# Juvenile Albino Cory internal bleeding?



## Rainbowfh (Jul 30, 2014)

I woke up and found one of the juvenile Albino Corys laying on the bottom of 20 gallon long aquarium. Oddly with what looks like internal bleeding, unable to swim, and dying. They have all been so hardy and active, I don't get this. This is a cycled aquarium and the juveniles have been in there since they were fry. (15) juvenile Corys. I know I need to re-home a few more, gave 45 to LFS so far. I find them growing happily in the bottom of my filters. The only thing that has been added recently are ramshorn (2) ghost shrimp (1). Water tests always come out normal. I have noticed a few others are getting a round lump in the front part of abdomen? Looks like a round BB shape in belly. I'm attaching pictures
Dead cory


----------



## Flint (Oct 22, 2013)

What are other tankmates? It looks like a bite to me. 


Sent from Petguide.com Free App


----------



## Thoth (Mar 16, 2011)

Looks like red blotch disease, which happens to cory when they are stressed or when water quality is poor. The red is from hemorrhaging cells. Melafix is a recommended treatment and I would recommend doing a +50% water change.


----------



## Rainbowfh (Jul 30, 2014)

Thank you so much for your reply, I had never heard of that disease.. I have been doing some frequent small 20% water changes and all I had was Pimafix on hand and started that 2 days ago. Do I need to go get Melafix instead? They are looking much better.. I also raised the water temp to 86 just in case because I saw some kind of black tiny spots on a couple..???Thank you for your help
_Posted via Mobile Device_


----------



## Thoth (Mar 16, 2011)

I don't know if Pinafix works. Melafix is the recommendation from one of the authorities in Cory breeding.

Make sure you ID the disease before raising the temp. Higher temp is not always a treatment for disease. If you have Columnaris, high temps will just kill your fish faster. Also, add an airstone to the tank to make sure the tank is not low on dissolved oxygen.


----------



## Rainbowfh (Jul 30, 2014)

Ok, I did read about Red Blotch disease some more, It does sound like that could be the problem.. Whenever I test the water it comes out 0 ammonia, 0 nitrites, 10 nitrates. I do need to vaccumed the sand deeper though it sounds like because I was only vacuuming the surface of the sand. I removed all moss because that wast just a food magnet, got rid of as many snails as possible because I found some rotting dead in filters. I will slowly lower the temp back and pick up some Melafix. Thanks for the help with the Corys, I really love these guys!
_Posted via Mobile Device_


----------

Required action 1 |
Answer these questions about the albino Cory thread:
(a) How many Corys has the first poster given to the LFS so far?
(b) What disease does Thoth say the dead Cory looks like it had?
(c) What ammonia, nitrite, and nitrate readings does the first poster report?
Required action 2 | Print the part of the albino Cory thread that opens with the words containing "I woke up and" and closes with "bite to me.".

Records shown |

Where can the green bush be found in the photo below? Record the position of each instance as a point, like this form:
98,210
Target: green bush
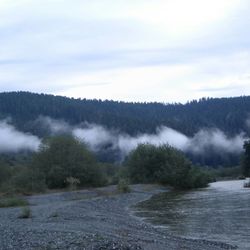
123,186
64,156
163,164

Solution 1 |
(a) 45
(b) Red blotch disease
(c) 0 ammonia, 0 nitrites, and 10 nitrates

Solution 2 |
I woke up and found one of the juvenile Albino Corys laying on the bottom of 20 gallon long aquarium. Oddly with what looks like internal bleeding, unable to swim, and dying. They have all been so hardy and active, I don't get this. This is a cycled aquarium and the juveniles have been in there since they were fry. (15) juvenile Corys. I know I need to re-home a few more, gave 45 to LFS so far. I find them growing happily in the bottom of my filters. The only thing that has been added recently are ramshorn (2) ghost shrimp (1). Water tests always come out normal. I have noticed a few others are getting a round lump in the front part of abdomen? Looks like a round BB shape in belly. I'm attaching pictures
Dead cory


----------



## Flint (Oct 22, 2013)

What are other tankmates? It looks like a bite to me.